● Set exercise A: In the forum thread about why so many MMA fighters are named Silva, what name does Rastaman compare Silva to?
● Set exercise B: Carry on the forum thread about why so many MMA fighters are named Silva, picking up right after its final line.

-- START OF Document excerpt --

# Whats with all the silva's?



## Relavate (Dec 21, 2010)

Why is it there are so many in mma?


----------



## Toroian (Jan 3, 2009)

Because if your last name is silva you automatically become an ace fighter.


----------



## Life B Ez (Jan 23, 2010)

Rather common name in Brazil and there are quite a few Brazilian fighters. Or they might all be related and the family is just full of killers?


----------



## Curly (Aug 20, 2007)

I agree, it causes confusion. Until some of these Silvas retire the UFC should not let anymore in. 

_Disclaimer: Silvia is close to Silva, no more of them either. _


----------



## Rastaman (Feb 25, 2010)

It's like America's "Smith". 

It's funny, when I first started watching MMA my friend was showing me PRIDE dvds, and they were introducing some fighter with "Silva" in his name. I said "Wow, why are there so many 'Silva's' in this sport? It's like our "Smith"." Literally three seconds later, the commentator on the PRIDE dvd said something along the lines of "Yet another Silva...it really is like Brazil's "Smith", isn't it?"

crazy.


----------



## Rauno (Nov 20, 2009)

Like the others said, it's a common name.


----------



## oldfan (Mar 14, 2010)

-- END OF Document excerpt --
-- START OF Dataset extract --

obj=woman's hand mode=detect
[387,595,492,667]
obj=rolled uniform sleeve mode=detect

-- END OF Dataset extract --

● Written response A: He compares it to America's "Smith."

● Written response B:
Rastaman said:


> It's like America's "Smith".
> 
> It's funny, when I first started watching MMA my friend was showing me PRIDE dvds, and they were introducing some fighter with "Silva" in his name. I said "Wow, why are there so many 'Silva's' in this sport? It's like our "Smith"." Literally three seconds later, the commentator on the PRIDE dvd said something along the lines of "Yet another Silva...it really is like Brazil's "Smith", isn't it?"
> 
> crazy.


I remember that:thumb02:

the funny thing is, how many smiths are there in MMA ?


----------



## Rastaman (Feb 25, 2010)

oldfan said:


> I remember that:thumb02:
> 
> the funny thing is, how many smiths are there in MMA ?


Scott Smith...
...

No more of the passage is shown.